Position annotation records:
..........

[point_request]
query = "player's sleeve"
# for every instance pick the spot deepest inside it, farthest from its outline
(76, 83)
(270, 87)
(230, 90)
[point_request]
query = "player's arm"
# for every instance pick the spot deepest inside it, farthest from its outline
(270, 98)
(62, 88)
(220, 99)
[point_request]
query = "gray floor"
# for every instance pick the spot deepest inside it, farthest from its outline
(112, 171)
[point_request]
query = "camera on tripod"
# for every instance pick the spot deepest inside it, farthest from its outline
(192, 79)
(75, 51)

..........

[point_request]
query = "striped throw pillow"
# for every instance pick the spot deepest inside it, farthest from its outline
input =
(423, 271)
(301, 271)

..........

**STATED GOAL:**
How many lines in the entries contain the string "query"? Reply with the number alone.

**REPLY:**
5